Décisions de la CRTESPF

Informations sur la décision

Résumé :

La fonctionnaire s’estimant lésée avait présenté quatre griefs à l’arbitrage - l’arbitre de grief en avait rejeté trois et avait accueilli un grief de harcèlement - la décision a été annulée en contrôle judiciaire - le juge a ordonné à l’arbitre de grief de rejeter le grief, au motif que la politique sur le harcèlement ne pouvait être considérée comme faisant partie de la convention collective. Grief rejeté.

Contenu de la décision



Loi sur les relations de travail 
dans la fonction publique
L.R.C. (1985), ch. P-35

Coat of Arms - Armoiries
  • Date:  2008-11-28
  • Dossier:  166-02-36590
  • Référence:  2008 CRTFP 101

Devant un arbitre de grief


ENTRE

THU-CÙC LÂM

fonctionnaire s'estimant lésée

et

CONSEIL DU TRÉSOR
(ministère de la Santé)

employeur

Répertorié
Lâm c. Conseil du Trésor (ministère de la Santé)

Affaire concernant un grief renvoyé à l'arbitrage en vertu de l'article 92 de la Loi sur les relations de travail dans la fonction publique, L.R.C. (1985), ch. P-35

MOTIFS DE DÉCISION

Devant:
John A. Mooney, arbitre de grief

Décision rendue sans audience.

I. Renvoi de la Cour fédérale

1 Le 16 juillet 2008, dans sa décision Canada (Procureur général) c. Lâm, 2008 CF 874, la Cour fédérale a accueilli la demande de contrôle judiciaire de la décision Lâm c. Conseil du Trésor (ministère de la santé) 2007 CRTFP 69 (« Lâm ») concernant le grief de Thu-Cùc Lâm (la « fonctionnaire s’estimant lésée »). La Cour fédérale a annulé la décision de l’arbitre de grief et a ordonné que le grief de la fonctionnaire s'estimant lésée soit renvoyé devant la Commission des relations de travail dans la fonction publique (la « CRTFP ») afin que le grief soit rejeté en conformité avec les motifs de la décision de la Cour fédérale. Le président de la CRTFP m’a renvoyé ce grief afin que je rende une nouvelle décision dans cette affaire.

## Travail demandé
- a) Recopiez mot pour mot le passage de la décision arbitrale qui va de « La fonctionnaire s’estimant » jusqu'à « collective. Grief rejeté. » inclus.
- b) D'après la décision arbitrale, à quelle date la Cour fédérale a-t-elle accueilli la demande de contrôle judiciaire ?
- c) Prolongez la décision arbitrale à partir de l'endroit où elle s'arrête.
Les enregistrements ont une autre origine que la décision arbitrale.

## Enregistrements extraits
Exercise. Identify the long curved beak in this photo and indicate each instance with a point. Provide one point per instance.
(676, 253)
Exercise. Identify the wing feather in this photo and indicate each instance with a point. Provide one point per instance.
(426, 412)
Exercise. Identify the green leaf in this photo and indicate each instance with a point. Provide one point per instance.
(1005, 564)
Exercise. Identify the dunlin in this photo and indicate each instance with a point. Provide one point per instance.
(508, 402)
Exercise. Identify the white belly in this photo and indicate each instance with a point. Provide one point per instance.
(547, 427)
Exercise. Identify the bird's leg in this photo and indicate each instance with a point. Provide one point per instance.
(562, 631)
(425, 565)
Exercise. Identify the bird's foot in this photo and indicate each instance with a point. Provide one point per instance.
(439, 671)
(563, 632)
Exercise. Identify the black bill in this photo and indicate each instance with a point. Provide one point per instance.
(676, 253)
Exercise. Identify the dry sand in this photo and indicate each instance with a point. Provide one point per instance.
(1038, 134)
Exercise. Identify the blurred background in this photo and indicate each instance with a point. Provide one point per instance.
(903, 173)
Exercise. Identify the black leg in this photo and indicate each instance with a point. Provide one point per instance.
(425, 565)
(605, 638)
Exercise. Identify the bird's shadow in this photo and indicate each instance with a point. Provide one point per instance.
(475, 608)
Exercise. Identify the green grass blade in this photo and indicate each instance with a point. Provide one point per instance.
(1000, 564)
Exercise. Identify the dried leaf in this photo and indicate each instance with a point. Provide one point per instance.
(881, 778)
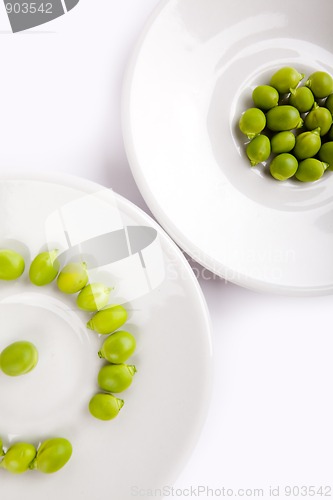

## Réponses attendues
- a)
La fonctionnaire s’estimant lésée avait présenté quatre griefs à l’arbitrage - l’arbitre de grief en avait rejeté trois et avait accueilli un grief de harcèlement - la décision a été annulée en contrôle judiciaire - le juge a ordonné à l’arbitre de grief de rejeter le grief, au motif que la politique sur le harcèlement ne pouvait être considérée comme faisant partie de la convention collective. Grief rejeté.

- b) Le 16 juillet 2008.

- c)
2 Comme la décision de la Cour fédérale précisait que le grief devait être rejeté selon les motifs donnés dans la décision de la Cour fédérale, je n’ai pas cru utile d’entendre les parties au sujet de ce renvoi.

3 Le 1er avril 2005, la nouvelle Loi sur les relations de travail dans la fonction publique, édictée par l'article 2 de la Loi sur la modernisation de la fonction publique, L.C. 2003, ch. 22, a été proclamée en vigueur. En vertu de l'article 61 de la Loi sur la modernisation de la fonction publique, ce renvoi à l'arbitrage de grief doit être décidé conformément à l'ancienne Loi sur les relations de travail dans la fonction publique, L.R.C. (1985), ch. P-35.

II. Grief de la fonctionnaire s'estimant lésée

4 La fonctionnaire s'estimant lésée travaillait à titre de consultante à la Direction générale de la santé de la population et de la santé publique (la « DGSPSP ») dans la région du Québec.

5 La fonctionnaire s'estimant lésée a dénoncé une situation de harcèlement. Le 18 mars 2003, la fonctionnaire s'estimant lésée et son représentant syndical, Alain Bélanger, ont rencontré son gestionnaire, Michel Gaussiran et Guy Aucoin, directeur régional, DGSPSP. Alors qu’ils étaient tous assis autour d’une table, M. Gaussiran a pointé du doigt, près du visage, la défenderesse, et lui a dit :« Désormais, je ne te fais plus confiance. » Le 3 juillet 2003, la fonctionnaire s'estimant lésée a déposé une plainte de harcèlement à l’endroit de M. Gaussiran à la suite de cet incident. La fonctionnaire s'estimant lésée avait demandé de ne plus relever de M. Gaussiran.

6 Le 25 août 2003, Suzette Jeannotte, directrice des programmes, a écrit à la fonctionnaire s'estimant lésée pour lui indiquer qu’à la suite d’une enquête, sa plainte était considérée non fondée. Lors de cette enquête, Mme Jeannotte n’a rencontré ni la fonctionnaire s'estimant lésée, ni M. Gaussiran.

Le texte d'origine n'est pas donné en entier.